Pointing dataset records
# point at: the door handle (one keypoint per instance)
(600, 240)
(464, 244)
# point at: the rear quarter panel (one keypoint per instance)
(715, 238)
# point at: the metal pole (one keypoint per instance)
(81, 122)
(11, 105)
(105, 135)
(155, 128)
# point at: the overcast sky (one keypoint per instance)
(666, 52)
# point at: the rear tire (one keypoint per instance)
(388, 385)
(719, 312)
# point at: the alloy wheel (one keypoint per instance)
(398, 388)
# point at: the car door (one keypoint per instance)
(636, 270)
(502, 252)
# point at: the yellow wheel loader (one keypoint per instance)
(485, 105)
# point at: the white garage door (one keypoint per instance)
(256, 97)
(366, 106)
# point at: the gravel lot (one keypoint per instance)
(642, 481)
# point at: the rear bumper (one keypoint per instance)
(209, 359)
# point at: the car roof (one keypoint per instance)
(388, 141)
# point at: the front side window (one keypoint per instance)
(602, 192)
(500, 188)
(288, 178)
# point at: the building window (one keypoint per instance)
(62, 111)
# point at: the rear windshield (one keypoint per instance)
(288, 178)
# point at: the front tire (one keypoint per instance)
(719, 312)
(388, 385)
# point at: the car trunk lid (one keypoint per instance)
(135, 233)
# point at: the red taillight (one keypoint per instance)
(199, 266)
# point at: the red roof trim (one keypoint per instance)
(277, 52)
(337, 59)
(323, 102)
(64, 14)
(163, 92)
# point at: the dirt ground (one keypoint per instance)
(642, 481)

- WHAT YOU WILL DO:
Rewrite all of the records above, swapping every "instance" for "object" and leaving everything else as it is.

- EXPECTED OUTPUT:
# point at: the door handle (one keypoint per object)
(600, 240)
(464, 244)
# point at: the rear quarter panel (one keypoint per object)
(715, 238)
# point at: the metal pole (one keypoint per object)
(81, 122)
(11, 105)
(105, 135)
(155, 128)
# point at: the overcast sky (one keypoint per object)
(666, 52)
# point at: the rear tire (one keypoint per object)
(388, 385)
(719, 312)
# point at: the alloy wheel (one keypoint per object)
(398, 388)
# point at: the car door (one keypoint per object)
(636, 270)
(502, 252)
# point at: the yellow wheel loader (one keypoint per object)
(485, 105)
# point at: the white garage door (one keypoint per object)
(256, 97)
(366, 106)
# point at: the gravel lot (one keypoint per object)
(642, 481)
# point at: the rear bumper (one keypoint per object)
(209, 359)
# point at: the car roof (one keypoint per object)
(388, 141)
# point at: the front side window (one keypoint per object)
(602, 192)
(500, 188)
(288, 178)
# point at: the building window (one keypoint per object)
(62, 111)
# point at: the rear windshield (one keypoint per object)
(288, 178)
# point at: the front tire (one keypoint per object)
(719, 312)
(388, 385)
# point at: the car trunk lid (one keypoint per object)
(135, 233)
# point at: the red taillight (one keypoint per object)
(199, 266)
# point at: the red roof trim (one keypoint per object)
(277, 52)
(337, 59)
(323, 102)
(64, 14)
(163, 92)
# point at: the dirt ground (one keypoint per object)
(642, 481)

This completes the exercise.